◆ **PASSAGE SHOWN**

In his June 16 column, The Washington Post’s Robert Samuelson chastises President Obama and the Republican-controlled Congress for failing to reach a “grand bargain” that would fix the Social Security system. Mr. Samuelson has a short memory, and he is addressing the wrong problem.

The underfunded status of both Social Security and Medicare has long been a recognized problem, caused in large part by Congress’ willingness to raid the trust funds in order to meet other spending goals. If the two systems were private insurance companies, they would have been seized by the regulators long ago, as they are technically insolvent.

Workers have long complained that they are being shortchanged by the Social Security system, in that if they had the opportunity to invest their contributions elsewhere, such as an annuity, their retirement funds would build to a much greater level. Mr. Samuelson’s proposals would further reduce taxpayers’ returns.

(Stored dataset items)
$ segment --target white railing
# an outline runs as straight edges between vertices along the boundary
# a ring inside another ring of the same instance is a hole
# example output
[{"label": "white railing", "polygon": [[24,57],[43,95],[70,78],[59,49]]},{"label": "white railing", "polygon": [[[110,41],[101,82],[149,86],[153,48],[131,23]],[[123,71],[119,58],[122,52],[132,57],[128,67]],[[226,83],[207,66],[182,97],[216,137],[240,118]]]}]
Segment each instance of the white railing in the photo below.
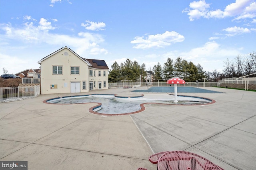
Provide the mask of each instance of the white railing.
[{"label": "white railing", "polygon": [[40,78],[23,77],[22,84],[40,84]]},{"label": "white railing", "polygon": [[[181,84],[178,85],[179,86],[188,86],[188,87],[216,87],[219,86],[220,83],[219,82],[215,82],[212,81],[208,81],[206,82],[199,81],[196,84],[195,82],[186,82],[184,84]],[[141,86],[169,86],[170,85],[167,84],[166,82],[150,82],[149,84],[146,83],[109,83],[109,88],[120,87],[132,87],[137,85],[140,85]],[[173,85],[172,85],[173,86]]]},{"label": "white railing", "polygon": [[256,79],[255,77],[248,77],[244,78],[238,78],[238,77],[223,78],[221,80],[219,80],[219,82],[220,84],[244,84],[245,81],[247,81],[248,84],[256,84]]},{"label": "white railing", "polygon": [[0,103],[36,97],[40,95],[40,86],[0,87]]}]

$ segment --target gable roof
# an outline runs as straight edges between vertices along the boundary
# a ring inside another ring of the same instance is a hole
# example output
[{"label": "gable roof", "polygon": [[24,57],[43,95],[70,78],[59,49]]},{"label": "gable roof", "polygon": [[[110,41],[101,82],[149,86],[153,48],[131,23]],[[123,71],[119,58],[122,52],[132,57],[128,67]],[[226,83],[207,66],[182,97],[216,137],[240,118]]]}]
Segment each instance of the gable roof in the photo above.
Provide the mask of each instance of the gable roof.
[{"label": "gable roof", "polygon": [[89,62],[92,65],[92,66],[90,67],[92,67],[99,69],[109,69],[108,67],[104,60],[82,58]]},{"label": "gable roof", "polygon": [[66,46],[65,46],[65,47],[63,47],[60,48],[60,49],[58,49],[58,50],[56,51],[55,52],[54,52],[53,53],[52,53],[51,54],[50,54],[49,55],[48,55],[47,56],[43,58],[40,60],[38,62],[38,63],[39,64],[41,64],[42,63],[42,61],[43,61],[44,60],[45,60],[46,59],[48,59],[48,58],[49,58],[49,57],[51,57],[52,55],[53,55],[54,54],[58,53],[60,51],[61,51],[63,50],[63,49],[68,49],[71,52],[73,53],[77,57],[78,57],[80,59],[81,59],[81,60],[83,61],[84,62],[86,63],[87,64],[87,65],[88,65],[88,66],[92,66],[92,65],[90,63],[89,63],[88,62],[86,61],[86,60],[84,59],[82,57],[80,57],[78,54],[77,54],[76,53],[75,53],[71,49],[70,49],[70,48],[69,48],[69,47],[67,47]]},{"label": "gable roof", "polygon": [[35,73],[40,73],[41,72],[41,70],[40,70],[40,69],[26,69],[26,70],[24,70],[22,71],[20,71],[18,73],[16,73],[16,74],[15,74],[15,75],[19,76],[19,75],[21,74],[22,75],[23,75],[24,76],[27,76],[28,75],[28,73],[30,70],[34,72]]}]

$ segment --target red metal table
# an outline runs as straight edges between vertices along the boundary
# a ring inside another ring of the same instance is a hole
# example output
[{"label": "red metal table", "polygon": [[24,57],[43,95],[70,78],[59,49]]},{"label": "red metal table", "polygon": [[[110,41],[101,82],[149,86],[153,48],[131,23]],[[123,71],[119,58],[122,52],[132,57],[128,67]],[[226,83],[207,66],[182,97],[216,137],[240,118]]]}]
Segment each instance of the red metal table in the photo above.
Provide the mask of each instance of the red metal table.
[{"label": "red metal table", "polygon": [[207,159],[183,151],[168,152],[159,158],[158,170],[224,170]]}]

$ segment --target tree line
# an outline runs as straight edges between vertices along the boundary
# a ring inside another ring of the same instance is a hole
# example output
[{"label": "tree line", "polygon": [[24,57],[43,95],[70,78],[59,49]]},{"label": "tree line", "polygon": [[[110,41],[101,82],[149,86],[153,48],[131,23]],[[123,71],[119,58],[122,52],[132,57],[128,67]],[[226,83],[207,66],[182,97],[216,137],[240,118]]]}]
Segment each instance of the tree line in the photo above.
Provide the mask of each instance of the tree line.
[{"label": "tree line", "polygon": [[[158,62],[154,65],[151,70],[154,76],[152,82],[158,80],[167,80],[172,77],[179,77],[187,82],[194,82],[202,78],[207,78],[214,81],[218,81],[222,78],[230,78],[242,76],[256,72],[256,53],[250,53],[242,57],[238,55],[232,61],[228,59],[224,61],[224,69],[220,73],[215,69],[212,72],[205,71],[200,64],[196,65],[192,62],[188,62],[180,57],[175,61],[169,57],[163,65]],[[136,61],[132,61],[127,59],[124,63],[119,65],[115,61],[111,66],[108,74],[108,81],[110,83],[120,82],[122,80],[132,80],[138,82],[140,77],[146,75],[146,65],[141,65]],[[141,82],[145,80],[141,79]]]},{"label": "tree line", "polygon": [[[140,77],[144,77],[146,75],[145,63],[140,65],[136,61],[132,62],[129,59],[120,65],[115,61],[111,67],[108,74],[108,81],[110,83],[124,80],[138,82]],[[196,65],[192,62],[188,62],[180,57],[178,57],[175,62],[168,58],[162,67],[158,62],[154,65],[152,70],[150,69],[154,72],[153,82],[157,82],[159,79],[167,80],[173,77],[178,77],[186,81],[195,81],[204,77],[206,73],[200,64]],[[145,82],[145,80],[142,78],[141,81]]]},{"label": "tree line", "polygon": [[212,72],[207,71],[206,78],[218,81],[222,78],[242,77],[256,73],[256,52],[249,53],[243,57],[238,55],[231,61],[227,58],[224,61],[223,67],[222,72],[216,69]]}]

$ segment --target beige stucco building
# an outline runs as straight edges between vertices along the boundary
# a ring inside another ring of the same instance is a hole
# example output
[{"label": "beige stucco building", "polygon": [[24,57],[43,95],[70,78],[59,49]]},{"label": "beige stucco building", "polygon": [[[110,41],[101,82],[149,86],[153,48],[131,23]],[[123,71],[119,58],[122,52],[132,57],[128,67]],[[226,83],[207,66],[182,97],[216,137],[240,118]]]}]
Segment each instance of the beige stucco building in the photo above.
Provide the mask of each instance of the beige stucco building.
[{"label": "beige stucco building", "polygon": [[108,88],[104,60],[85,59],[67,46],[38,61],[41,94],[88,92]]}]

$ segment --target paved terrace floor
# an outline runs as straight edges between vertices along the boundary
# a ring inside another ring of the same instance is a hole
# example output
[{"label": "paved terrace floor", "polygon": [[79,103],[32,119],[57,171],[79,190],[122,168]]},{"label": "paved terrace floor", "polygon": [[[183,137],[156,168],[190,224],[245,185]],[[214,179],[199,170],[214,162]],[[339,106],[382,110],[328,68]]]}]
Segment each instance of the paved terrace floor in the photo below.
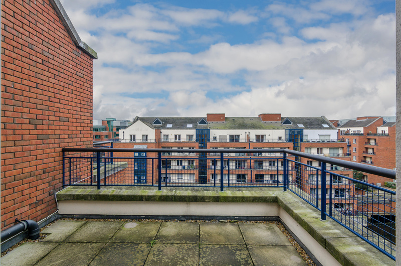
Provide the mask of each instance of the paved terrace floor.
[{"label": "paved terrace floor", "polygon": [[1,264],[306,265],[274,223],[60,220],[42,233]]}]

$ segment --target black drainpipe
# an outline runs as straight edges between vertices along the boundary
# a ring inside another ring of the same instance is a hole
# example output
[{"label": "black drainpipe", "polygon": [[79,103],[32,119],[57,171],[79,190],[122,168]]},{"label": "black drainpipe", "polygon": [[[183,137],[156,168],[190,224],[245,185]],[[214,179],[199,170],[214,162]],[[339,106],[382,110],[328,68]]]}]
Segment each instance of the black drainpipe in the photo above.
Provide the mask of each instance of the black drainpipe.
[{"label": "black drainpipe", "polygon": [[28,235],[30,239],[37,239],[39,238],[40,229],[39,226],[33,220],[23,220],[16,221],[19,222],[15,225],[2,231],[1,241],[3,242],[16,234],[28,230]]}]

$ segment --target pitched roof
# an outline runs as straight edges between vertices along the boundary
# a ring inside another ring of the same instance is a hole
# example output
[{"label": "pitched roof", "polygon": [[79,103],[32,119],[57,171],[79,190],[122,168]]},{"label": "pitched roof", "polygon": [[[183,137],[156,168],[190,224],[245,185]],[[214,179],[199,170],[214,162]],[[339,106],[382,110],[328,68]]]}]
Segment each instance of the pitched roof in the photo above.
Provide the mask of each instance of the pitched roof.
[{"label": "pitched roof", "polygon": [[395,125],[395,122],[388,122],[383,124],[383,125],[380,125],[380,126],[379,126],[379,127],[380,127],[381,126],[385,126],[385,127],[393,126],[394,125]]},{"label": "pitched roof", "polygon": [[75,45],[79,47],[93,58],[97,59],[97,53],[81,40],[77,31],[74,27],[74,25],[72,25],[71,21],[70,20],[70,18],[67,15],[64,8],[61,5],[60,0],[50,0],[50,2],[53,7],[56,13],[59,15],[59,17],[63,22],[64,27],[66,27],[67,32],[71,36]]},{"label": "pitched roof", "polygon": [[367,126],[379,118],[366,118],[362,120],[350,120],[339,127],[363,127]]},{"label": "pitched roof", "polygon": [[[153,124],[158,119],[161,124]],[[206,117],[139,117],[141,121],[152,128],[164,129],[183,129],[210,128],[211,129],[286,129],[302,128],[306,129],[336,129],[336,128],[324,116],[282,117],[281,121],[263,122],[259,117],[226,117],[224,122],[208,122],[207,124],[199,124]],[[292,123],[283,124],[288,119]],[[136,121],[135,121],[136,122]],[[187,125],[191,124],[191,127]],[[167,126],[169,125],[169,126]],[[327,125],[326,126],[323,125]]]}]

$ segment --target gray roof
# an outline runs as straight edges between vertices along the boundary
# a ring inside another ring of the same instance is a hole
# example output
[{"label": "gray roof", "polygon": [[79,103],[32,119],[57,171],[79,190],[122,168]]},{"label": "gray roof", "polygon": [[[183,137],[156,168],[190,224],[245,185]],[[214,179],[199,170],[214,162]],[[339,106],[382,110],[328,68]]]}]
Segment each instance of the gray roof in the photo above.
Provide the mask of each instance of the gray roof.
[{"label": "gray roof", "polygon": [[339,127],[363,127],[364,126],[367,126],[378,119],[379,118],[366,118],[362,120],[350,120],[345,124],[339,126]]},{"label": "gray roof", "polygon": [[93,49],[91,48],[89,45],[85,43],[79,37],[77,31],[72,25],[71,21],[67,15],[64,8],[61,5],[60,0],[50,0],[50,4],[53,7],[56,13],[59,15],[59,17],[61,20],[64,27],[66,27],[67,32],[71,36],[74,43],[79,47],[85,53],[89,55],[92,58],[97,59],[97,53]]},{"label": "gray roof", "polygon": [[[158,118],[162,124],[153,124]],[[292,122],[291,124],[283,124],[286,119]],[[281,121],[263,122],[259,117],[226,117],[224,122],[209,122],[207,125],[199,125],[198,122],[202,119],[207,121],[206,117],[139,117],[138,120],[152,128],[161,129],[183,129],[211,128],[212,129],[285,129],[301,128],[306,129],[336,129],[324,116],[296,117],[282,117]],[[135,121],[136,122],[136,121]],[[135,123],[135,122],[134,123]],[[170,124],[171,127],[167,127]],[[192,127],[187,124],[191,124]],[[303,127],[301,126],[302,124]],[[328,126],[324,126],[324,124]],[[298,126],[299,124],[300,126]]]},{"label": "gray roof", "polygon": [[385,123],[383,125],[380,125],[380,126],[379,126],[379,127],[381,126],[386,126],[386,127],[394,126],[394,125],[395,125],[395,122],[388,122],[388,123]]},{"label": "gray roof", "polygon": [[[161,121],[161,125],[153,124],[153,121],[157,118]],[[138,120],[152,128],[160,129],[189,129],[209,128],[207,124],[198,124],[198,122],[203,118],[206,121],[206,117],[139,117]],[[171,124],[171,127],[167,128],[167,125],[169,124]],[[188,124],[191,124],[192,127],[187,127],[186,125]]]}]

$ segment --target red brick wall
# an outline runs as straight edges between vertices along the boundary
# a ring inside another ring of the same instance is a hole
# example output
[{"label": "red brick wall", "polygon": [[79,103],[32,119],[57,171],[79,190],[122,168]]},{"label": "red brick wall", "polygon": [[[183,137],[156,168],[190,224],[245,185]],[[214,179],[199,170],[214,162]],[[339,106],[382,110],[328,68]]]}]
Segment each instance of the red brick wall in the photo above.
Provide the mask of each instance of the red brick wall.
[{"label": "red brick wall", "polygon": [[281,121],[281,113],[262,113],[259,114],[259,117],[264,122]]},{"label": "red brick wall", "polygon": [[48,0],[2,1],[2,228],[57,210],[63,147],[92,146],[93,60]]}]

◆ **REQUIREMENT 1**
Decide whether each statement below agrees with the passage on Social Security. Answer yes or no for each, and quote the words from the passage that decide it.
(a) The column by Robert Samuelson appeared on June 16.
(b) The passage describes Congress as controlled by Democrats.
(c) The passage describes only Medicare as underfunded.
◆ **REQUIREMENT 2**
Carry the passage on Social Security forward with new sentences that follow on from its final sentence.

◆ **ANSWER SECTION 1**
(a) Yes: "In his June 16 column"
(b) No: "the Republican-controlled Congress"
(c) No: "The underfunded status of both Social Security and Medicare"

◆ **ANSWER SECTION 2**
President George W. Bush, in 2005, made his famous proposal for private accounts. This was shouted down with the rant that the president wanted people to bet their retirement funds on the stock market to benefit his Wall Street friends. Lost was the fact that the available investments would have been very conservative, including the same government bonds that the system is supposed to invest in, but at double the return Social Security now gives the taxpayer.

What is also forgotten is Nancy Pelosi’s refusal to offer an alternative plan: all the Democrats needed to do was deny, deny, deny that there is a crisis as a means of making the proposal go away and giving the Democrats the opportunity to seize power.